Leave no picture in, and give every entry again exactly.

Items from a dataset:
[Start of section]

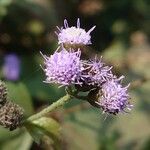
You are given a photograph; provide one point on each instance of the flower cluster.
(73, 35)
(11, 114)
(67, 68)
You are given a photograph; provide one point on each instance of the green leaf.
(6, 134)
(18, 93)
(21, 142)
(45, 129)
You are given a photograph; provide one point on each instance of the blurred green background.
(121, 36)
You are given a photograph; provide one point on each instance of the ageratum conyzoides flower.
(114, 97)
(74, 35)
(63, 67)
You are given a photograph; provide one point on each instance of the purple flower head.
(95, 73)
(11, 67)
(63, 67)
(74, 35)
(114, 98)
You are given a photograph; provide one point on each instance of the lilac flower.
(114, 98)
(95, 73)
(63, 67)
(74, 35)
(11, 67)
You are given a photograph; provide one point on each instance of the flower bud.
(11, 115)
(3, 93)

[End of section]

**EXERCISE SOLUTION**
You are given a photograph; provide one point on each instance of the flower cluster.
(73, 35)
(11, 114)
(67, 68)
You are given a photograph; provide one point on each instance of the green leaf.
(6, 134)
(18, 93)
(21, 142)
(45, 129)
You are given a photograph; provide one point on each instance of the blurred green background.
(121, 36)
You are given a photograph; provide one point on each instance of the ageratum conyzoides flower.
(114, 97)
(74, 35)
(63, 67)
You are given a photograph; provide one point on each instance of the purple flower head.
(95, 73)
(11, 67)
(63, 67)
(74, 35)
(114, 98)
You are given a photograph; provide one point on each instance of the lilac flower.
(114, 98)
(95, 73)
(63, 67)
(74, 35)
(11, 67)
You are given a photograph; provide one point on each instance of the flower bud.
(11, 115)
(3, 93)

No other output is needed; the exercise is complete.